* _Data excerpts_:

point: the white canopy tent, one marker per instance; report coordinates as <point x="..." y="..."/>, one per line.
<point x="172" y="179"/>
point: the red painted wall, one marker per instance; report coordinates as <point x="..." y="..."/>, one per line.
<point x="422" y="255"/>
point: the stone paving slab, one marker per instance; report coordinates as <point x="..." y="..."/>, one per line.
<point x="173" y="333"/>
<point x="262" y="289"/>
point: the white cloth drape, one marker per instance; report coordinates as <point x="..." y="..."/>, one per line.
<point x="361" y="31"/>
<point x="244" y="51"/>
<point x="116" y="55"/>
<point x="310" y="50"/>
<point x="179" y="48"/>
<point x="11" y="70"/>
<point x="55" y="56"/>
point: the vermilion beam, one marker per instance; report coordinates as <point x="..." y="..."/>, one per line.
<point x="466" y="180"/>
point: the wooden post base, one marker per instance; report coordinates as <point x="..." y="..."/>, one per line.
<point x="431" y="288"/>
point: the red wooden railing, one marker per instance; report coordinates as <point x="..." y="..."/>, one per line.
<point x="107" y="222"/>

* _Aim of the exercise_: Recast every line of the rows above as a Markdown table with two columns, Index and Entry. Put each line's number in Index and the line itself in Entry, and omit any blank lines.

* _Output_:
| Index | Entry |
|---|---|
| 1 | point: the white canopy tent, one marker per instance; report coordinates as <point x="..." y="..."/>, one per line. |
| 2 | <point x="172" y="179"/> |
| 3 | point: the red painted wall, one marker per instance; report coordinates as <point x="..." y="..."/>, one per line. |
| 4 | <point x="422" y="255"/> |
| 5 | point: the stone paving slab, one marker per instance; report coordinates as <point x="..." y="..."/>, one per line. |
| 6 | <point x="173" y="333"/> |
| 7 | <point x="262" y="289"/> |
| 8 | point: the white cloth drape, one marker per instance; report coordinates as <point x="..." y="..."/>, one per line. |
| 9 | <point x="361" y="31"/> |
| 10 | <point x="244" y="51"/> |
| 11 | <point x="116" y="55"/> |
| 12 | <point x="310" y="50"/> |
| 13 | <point x="179" y="48"/> |
| 14 | <point x="11" y="70"/> |
| 15 | <point x="55" y="56"/> |
| 16 | point: the vermilion beam, one marker per instance; report coordinates as <point x="..." y="..."/>, one per line. |
| 17 | <point x="466" y="180"/> |
| 18 | point: the wooden post base, one marker per instance; report coordinates as <point x="..." y="..."/>, one per line. |
| 19 | <point x="431" y="288"/> |
| 20 | point: the red wooden railing, one marker per instance; report coordinates as <point x="..." y="..."/>, one per line. |
| 21 | <point x="107" y="222"/> |